▶ **REQUIRED WORK**: Output every entry exactly, from the first line to the last.
:: EXERCISE MATERIAL
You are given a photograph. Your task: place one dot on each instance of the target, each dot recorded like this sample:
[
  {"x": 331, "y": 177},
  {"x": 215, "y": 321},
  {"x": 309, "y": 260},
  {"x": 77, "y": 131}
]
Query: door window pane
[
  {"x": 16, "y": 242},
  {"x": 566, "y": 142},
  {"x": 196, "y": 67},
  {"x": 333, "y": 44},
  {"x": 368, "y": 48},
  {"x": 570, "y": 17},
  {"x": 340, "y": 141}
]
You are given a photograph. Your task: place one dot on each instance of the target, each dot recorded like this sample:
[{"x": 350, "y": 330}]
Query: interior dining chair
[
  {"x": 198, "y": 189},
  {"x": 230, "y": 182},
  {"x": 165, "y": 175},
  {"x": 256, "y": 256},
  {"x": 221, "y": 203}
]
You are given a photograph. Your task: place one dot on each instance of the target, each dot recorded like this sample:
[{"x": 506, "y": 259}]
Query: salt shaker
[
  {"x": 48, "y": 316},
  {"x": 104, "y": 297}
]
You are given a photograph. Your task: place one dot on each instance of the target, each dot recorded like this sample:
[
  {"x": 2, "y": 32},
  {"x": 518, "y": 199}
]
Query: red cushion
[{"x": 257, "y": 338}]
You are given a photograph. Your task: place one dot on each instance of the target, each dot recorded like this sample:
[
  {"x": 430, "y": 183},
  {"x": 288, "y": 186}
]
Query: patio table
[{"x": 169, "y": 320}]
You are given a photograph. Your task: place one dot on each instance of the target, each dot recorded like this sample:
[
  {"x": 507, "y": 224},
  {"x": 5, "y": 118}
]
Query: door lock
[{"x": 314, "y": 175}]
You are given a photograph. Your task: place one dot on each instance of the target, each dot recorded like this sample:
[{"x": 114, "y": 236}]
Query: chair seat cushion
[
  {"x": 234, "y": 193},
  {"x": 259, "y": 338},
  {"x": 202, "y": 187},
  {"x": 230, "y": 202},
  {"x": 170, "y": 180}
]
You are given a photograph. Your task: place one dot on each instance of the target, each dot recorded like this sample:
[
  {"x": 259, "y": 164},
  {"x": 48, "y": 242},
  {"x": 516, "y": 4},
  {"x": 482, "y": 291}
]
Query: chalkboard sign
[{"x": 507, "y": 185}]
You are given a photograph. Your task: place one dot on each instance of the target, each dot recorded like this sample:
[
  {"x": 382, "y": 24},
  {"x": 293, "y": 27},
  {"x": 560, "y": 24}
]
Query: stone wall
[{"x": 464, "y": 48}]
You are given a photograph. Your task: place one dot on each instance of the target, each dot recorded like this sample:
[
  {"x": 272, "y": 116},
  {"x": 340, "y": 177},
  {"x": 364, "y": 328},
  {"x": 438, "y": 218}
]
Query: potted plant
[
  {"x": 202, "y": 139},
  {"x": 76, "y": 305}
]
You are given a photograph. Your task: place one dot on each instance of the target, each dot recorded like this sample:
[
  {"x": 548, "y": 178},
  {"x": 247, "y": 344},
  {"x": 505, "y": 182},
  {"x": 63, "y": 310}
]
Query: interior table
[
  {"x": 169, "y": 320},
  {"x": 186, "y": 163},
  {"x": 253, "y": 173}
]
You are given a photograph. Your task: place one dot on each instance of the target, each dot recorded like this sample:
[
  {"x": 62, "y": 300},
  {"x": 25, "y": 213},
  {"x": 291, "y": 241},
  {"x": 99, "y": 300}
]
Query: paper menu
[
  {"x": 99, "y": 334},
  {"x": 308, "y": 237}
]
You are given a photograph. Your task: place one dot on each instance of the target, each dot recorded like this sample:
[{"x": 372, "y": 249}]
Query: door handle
::::
▶ **WRITTEN RESPONSE**:
You are given a photograph. Your task: place one dot on each instance of the target, each dot recorded like this sample:
[
  {"x": 331, "y": 177},
  {"x": 215, "y": 321},
  {"x": 309, "y": 260},
  {"x": 77, "y": 131}
]
Query: door window pane
[
  {"x": 16, "y": 242},
  {"x": 566, "y": 142},
  {"x": 196, "y": 67},
  {"x": 333, "y": 44},
  {"x": 368, "y": 48},
  {"x": 570, "y": 17},
  {"x": 340, "y": 141}
]
You are given a photograph. Your task: place one dot on each instance of the target, each dot recorded like this sample:
[{"x": 350, "y": 330}]
Query: interior dining chair
[
  {"x": 198, "y": 189},
  {"x": 230, "y": 182},
  {"x": 165, "y": 175},
  {"x": 256, "y": 256},
  {"x": 221, "y": 203}
]
You are given a photograph. Your task: place one dot on each instance of the target, each dot recorded like this sample:
[{"x": 506, "y": 259}]
Query: salt shaker
[
  {"x": 48, "y": 316},
  {"x": 104, "y": 297}
]
You are given a photograph. Your task: place one dot on each instance of the target, each dot recorded like this sample:
[
  {"x": 2, "y": 32},
  {"x": 518, "y": 199}
]
Query: red cushion
[{"x": 257, "y": 338}]
You are given a photograph. Your task: place one dot on each instance of the target, each dot recorded like this sample:
[
  {"x": 430, "y": 183},
  {"x": 288, "y": 186}
]
Query: patio table
[{"x": 169, "y": 320}]
You are given a photograph. Your task: place one dot on each instance of the target, each dot recorded like this sample:
[
  {"x": 507, "y": 224},
  {"x": 5, "y": 118}
]
Query: door lock
[{"x": 314, "y": 175}]
You are given a photograph. Your task: place one dot on each instance of the target, each dot recorded like this sample:
[{"x": 114, "y": 236}]
Query: chair seat cushion
[
  {"x": 234, "y": 193},
  {"x": 259, "y": 338},
  {"x": 202, "y": 187},
  {"x": 230, "y": 202},
  {"x": 170, "y": 180}
]
You are given a photograph. Your task: place one dot on each instance of the target, each dot recorded like this sample:
[
  {"x": 259, "y": 164},
  {"x": 48, "y": 242},
  {"x": 516, "y": 4},
  {"x": 482, "y": 291}
]
Query: chalkboard sign
[{"x": 507, "y": 185}]
You are given a photograph. Your task: place one dot on each instance of the target, each dot recorded like this sample:
[
  {"x": 382, "y": 24},
  {"x": 293, "y": 27},
  {"x": 560, "y": 24}
]
Query: stone wall
[{"x": 464, "y": 48}]
You are given a photograph. Your task: place one dot on each instance of the target, each dot recorded like this sample:
[
  {"x": 272, "y": 116},
  {"x": 340, "y": 177},
  {"x": 364, "y": 328},
  {"x": 438, "y": 218}
]
Query: potted plant
[
  {"x": 202, "y": 139},
  {"x": 76, "y": 305}
]
You are given a photograph. Your task: place one dot on each instance of the target, each dot recorded like this sample:
[
  {"x": 548, "y": 178},
  {"x": 247, "y": 344},
  {"x": 505, "y": 182},
  {"x": 63, "y": 310}
]
Query: interior table
[
  {"x": 169, "y": 320},
  {"x": 186, "y": 163},
  {"x": 253, "y": 173}
]
You are given a photograph. Your task: place one dot on each instance of the target, each dot recorded like this sample:
[
  {"x": 62, "y": 300},
  {"x": 25, "y": 213},
  {"x": 291, "y": 241},
  {"x": 99, "y": 300}
]
Query: paper menu
[
  {"x": 99, "y": 334},
  {"x": 308, "y": 237}
]
You are given a photograph. Your task: place one dot on each instance of the target, each dot recorded like this sample:
[{"x": 372, "y": 249}]
Query: door handle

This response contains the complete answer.